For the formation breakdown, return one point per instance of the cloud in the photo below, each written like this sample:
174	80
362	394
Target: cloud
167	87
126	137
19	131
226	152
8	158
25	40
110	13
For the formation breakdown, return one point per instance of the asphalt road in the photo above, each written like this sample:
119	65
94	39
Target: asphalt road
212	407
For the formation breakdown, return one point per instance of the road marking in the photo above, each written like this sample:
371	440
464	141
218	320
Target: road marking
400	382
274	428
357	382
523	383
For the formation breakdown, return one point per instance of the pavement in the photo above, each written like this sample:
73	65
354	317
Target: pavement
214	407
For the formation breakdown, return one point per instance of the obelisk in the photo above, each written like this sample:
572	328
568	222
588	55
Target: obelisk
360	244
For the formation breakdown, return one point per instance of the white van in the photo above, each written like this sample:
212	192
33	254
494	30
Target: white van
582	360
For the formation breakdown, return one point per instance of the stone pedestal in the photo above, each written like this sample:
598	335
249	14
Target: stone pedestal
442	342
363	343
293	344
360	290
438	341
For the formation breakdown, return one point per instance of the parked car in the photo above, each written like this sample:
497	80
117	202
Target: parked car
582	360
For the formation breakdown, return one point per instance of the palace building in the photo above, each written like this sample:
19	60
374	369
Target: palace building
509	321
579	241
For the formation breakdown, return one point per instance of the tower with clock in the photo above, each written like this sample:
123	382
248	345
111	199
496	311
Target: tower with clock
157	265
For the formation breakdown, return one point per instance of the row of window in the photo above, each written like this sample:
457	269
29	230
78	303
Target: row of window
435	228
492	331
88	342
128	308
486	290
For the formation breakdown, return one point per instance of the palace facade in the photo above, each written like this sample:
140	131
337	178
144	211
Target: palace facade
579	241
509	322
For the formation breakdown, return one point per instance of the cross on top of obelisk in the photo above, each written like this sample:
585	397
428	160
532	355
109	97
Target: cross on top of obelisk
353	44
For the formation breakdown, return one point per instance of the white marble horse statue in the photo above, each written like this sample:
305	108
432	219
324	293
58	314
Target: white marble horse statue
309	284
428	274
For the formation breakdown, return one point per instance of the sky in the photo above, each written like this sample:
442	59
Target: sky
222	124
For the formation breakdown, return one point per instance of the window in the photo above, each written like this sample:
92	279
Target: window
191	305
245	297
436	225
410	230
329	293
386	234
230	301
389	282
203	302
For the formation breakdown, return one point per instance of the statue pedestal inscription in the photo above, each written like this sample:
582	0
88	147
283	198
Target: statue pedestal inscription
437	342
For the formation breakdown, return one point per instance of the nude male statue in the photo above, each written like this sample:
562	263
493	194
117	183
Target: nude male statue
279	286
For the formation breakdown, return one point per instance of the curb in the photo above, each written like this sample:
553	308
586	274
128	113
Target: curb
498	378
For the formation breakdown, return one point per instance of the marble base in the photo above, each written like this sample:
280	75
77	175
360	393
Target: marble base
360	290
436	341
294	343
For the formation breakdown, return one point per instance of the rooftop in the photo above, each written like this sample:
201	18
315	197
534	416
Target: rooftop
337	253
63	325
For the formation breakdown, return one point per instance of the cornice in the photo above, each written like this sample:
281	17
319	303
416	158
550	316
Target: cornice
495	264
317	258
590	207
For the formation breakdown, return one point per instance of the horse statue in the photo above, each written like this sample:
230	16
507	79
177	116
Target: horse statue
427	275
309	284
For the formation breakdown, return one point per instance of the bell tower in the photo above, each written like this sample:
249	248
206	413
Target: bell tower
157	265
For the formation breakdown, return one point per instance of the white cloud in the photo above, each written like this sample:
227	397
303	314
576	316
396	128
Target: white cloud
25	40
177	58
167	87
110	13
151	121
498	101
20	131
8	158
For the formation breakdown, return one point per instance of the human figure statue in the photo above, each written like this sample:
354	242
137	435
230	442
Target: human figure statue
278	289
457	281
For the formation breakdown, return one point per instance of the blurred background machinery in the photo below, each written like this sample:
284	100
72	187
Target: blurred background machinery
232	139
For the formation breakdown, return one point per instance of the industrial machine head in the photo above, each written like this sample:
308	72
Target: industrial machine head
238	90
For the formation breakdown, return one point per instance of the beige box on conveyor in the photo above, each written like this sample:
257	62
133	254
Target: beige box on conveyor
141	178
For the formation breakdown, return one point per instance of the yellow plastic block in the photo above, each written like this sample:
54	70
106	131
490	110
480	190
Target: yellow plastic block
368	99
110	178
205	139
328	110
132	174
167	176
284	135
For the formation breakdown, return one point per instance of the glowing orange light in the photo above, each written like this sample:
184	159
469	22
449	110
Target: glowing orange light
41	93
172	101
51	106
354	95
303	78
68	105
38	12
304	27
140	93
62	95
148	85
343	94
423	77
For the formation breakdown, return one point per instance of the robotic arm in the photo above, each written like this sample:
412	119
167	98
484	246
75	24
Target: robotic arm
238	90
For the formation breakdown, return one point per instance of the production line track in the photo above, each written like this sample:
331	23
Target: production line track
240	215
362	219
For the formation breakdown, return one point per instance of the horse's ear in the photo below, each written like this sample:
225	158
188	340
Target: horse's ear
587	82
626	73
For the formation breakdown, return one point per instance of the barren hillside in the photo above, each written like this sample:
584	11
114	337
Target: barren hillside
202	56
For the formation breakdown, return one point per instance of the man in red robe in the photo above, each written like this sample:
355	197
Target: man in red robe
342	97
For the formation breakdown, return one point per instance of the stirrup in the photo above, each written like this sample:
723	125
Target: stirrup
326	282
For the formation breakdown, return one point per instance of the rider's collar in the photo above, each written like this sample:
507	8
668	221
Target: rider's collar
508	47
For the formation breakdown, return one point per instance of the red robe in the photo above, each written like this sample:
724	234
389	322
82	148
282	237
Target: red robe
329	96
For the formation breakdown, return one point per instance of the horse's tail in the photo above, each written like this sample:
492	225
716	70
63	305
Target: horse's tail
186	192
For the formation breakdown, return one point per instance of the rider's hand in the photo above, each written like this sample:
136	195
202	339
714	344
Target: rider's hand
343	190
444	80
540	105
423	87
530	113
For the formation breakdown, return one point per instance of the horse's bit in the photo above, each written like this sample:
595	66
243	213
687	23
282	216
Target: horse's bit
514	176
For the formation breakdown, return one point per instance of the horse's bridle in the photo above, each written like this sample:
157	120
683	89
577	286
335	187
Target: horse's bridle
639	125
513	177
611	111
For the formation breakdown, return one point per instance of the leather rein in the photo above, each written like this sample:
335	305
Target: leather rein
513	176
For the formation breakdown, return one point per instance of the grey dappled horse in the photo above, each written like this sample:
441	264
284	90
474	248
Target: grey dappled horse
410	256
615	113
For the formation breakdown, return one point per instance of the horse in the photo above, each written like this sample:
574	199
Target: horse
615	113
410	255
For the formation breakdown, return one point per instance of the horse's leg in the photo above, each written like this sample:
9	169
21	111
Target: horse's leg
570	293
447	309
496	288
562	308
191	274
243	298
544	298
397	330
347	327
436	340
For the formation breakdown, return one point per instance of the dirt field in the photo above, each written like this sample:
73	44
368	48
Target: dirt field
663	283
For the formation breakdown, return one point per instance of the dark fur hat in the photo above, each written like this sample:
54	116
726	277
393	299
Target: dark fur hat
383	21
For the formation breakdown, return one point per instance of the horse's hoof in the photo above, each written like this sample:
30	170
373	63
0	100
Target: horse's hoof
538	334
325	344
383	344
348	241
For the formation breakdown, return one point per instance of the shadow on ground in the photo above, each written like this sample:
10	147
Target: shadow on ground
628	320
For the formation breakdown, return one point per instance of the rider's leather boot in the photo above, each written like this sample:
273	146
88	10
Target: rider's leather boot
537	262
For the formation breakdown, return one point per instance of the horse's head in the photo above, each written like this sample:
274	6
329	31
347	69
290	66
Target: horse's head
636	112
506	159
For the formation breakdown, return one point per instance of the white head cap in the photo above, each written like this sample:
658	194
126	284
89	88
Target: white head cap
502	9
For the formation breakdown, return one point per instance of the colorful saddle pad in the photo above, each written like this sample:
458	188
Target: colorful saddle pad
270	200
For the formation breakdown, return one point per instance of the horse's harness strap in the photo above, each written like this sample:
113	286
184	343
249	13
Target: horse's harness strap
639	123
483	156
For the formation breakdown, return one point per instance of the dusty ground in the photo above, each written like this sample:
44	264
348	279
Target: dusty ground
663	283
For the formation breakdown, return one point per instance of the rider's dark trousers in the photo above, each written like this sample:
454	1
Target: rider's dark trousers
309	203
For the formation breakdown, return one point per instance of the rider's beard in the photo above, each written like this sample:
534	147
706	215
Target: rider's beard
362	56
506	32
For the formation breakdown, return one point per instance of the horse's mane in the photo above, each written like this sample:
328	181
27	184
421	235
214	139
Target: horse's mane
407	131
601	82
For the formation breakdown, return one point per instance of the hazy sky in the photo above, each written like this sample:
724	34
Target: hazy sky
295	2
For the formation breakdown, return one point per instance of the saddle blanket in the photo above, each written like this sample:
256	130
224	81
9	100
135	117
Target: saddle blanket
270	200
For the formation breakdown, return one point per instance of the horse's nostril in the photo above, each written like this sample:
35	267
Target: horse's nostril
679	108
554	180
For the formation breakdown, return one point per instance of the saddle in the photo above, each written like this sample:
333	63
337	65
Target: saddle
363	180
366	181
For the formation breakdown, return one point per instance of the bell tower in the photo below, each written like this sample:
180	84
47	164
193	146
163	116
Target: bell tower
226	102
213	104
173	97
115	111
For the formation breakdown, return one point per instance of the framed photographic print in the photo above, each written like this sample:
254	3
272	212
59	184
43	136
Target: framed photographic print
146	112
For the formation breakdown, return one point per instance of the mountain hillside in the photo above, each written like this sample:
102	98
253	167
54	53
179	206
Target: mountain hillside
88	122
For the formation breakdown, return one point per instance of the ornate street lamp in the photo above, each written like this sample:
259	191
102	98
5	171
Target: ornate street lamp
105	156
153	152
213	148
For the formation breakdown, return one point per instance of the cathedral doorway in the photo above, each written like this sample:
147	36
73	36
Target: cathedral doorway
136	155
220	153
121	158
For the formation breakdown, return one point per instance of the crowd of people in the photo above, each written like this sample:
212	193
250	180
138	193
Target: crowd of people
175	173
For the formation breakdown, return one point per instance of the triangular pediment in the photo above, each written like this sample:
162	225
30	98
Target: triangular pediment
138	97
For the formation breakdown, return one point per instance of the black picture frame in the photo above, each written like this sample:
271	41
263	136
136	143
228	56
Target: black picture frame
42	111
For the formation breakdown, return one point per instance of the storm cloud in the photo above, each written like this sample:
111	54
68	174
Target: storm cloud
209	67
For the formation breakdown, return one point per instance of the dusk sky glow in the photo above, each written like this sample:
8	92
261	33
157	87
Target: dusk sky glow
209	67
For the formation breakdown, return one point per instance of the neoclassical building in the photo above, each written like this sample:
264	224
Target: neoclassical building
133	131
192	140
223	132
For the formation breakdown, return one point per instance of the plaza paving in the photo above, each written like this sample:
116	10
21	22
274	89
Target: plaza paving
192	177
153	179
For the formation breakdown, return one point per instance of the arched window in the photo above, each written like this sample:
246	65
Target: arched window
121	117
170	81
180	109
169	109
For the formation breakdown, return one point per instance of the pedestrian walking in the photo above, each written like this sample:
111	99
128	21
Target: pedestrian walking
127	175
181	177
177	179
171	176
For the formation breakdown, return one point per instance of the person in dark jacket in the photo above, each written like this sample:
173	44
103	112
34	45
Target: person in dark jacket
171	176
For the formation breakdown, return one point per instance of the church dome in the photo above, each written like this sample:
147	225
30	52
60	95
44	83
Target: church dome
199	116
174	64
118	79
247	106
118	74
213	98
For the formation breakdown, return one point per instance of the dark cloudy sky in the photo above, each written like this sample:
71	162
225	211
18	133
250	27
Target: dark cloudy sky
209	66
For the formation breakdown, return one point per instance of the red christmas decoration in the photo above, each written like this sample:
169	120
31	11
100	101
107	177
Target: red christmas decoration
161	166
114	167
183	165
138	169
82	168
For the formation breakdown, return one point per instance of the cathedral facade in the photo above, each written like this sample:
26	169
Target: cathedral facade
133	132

§ **TASK STATEMENT**:
Print nothing but the lines from the line with "of the church" to the last line of the records above. Both of those lines count.

§ **SOLUTION TO THIS TASK**:
For the formation breakdown, return one point per instance of the church dome in the photo above, each written like this sample:
147	225
30	52
60	95
44	83
Target: church dome
199	116
174	64
118	79
247	106
118	74
213	98
For the formation breakdown, return one point per instance of the dark cloudy sky in the photo above, each written like this sample:
71	162
225	211
18	133
250	27
Target: dark cloudy sky
209	66
For the formation breakdown, return one point per instance of the red christmas decoration in the photo above, each written like this sample:
169	120
31	11
100	101
107	177
Target: red christmas decoration
161	166
114	167
183	165
138	169
82	168
For the formation breakdown, return one point per instance of the cathedral facade in the photo above, each written like this sample:
26	169
Target: cathedral facade
133	132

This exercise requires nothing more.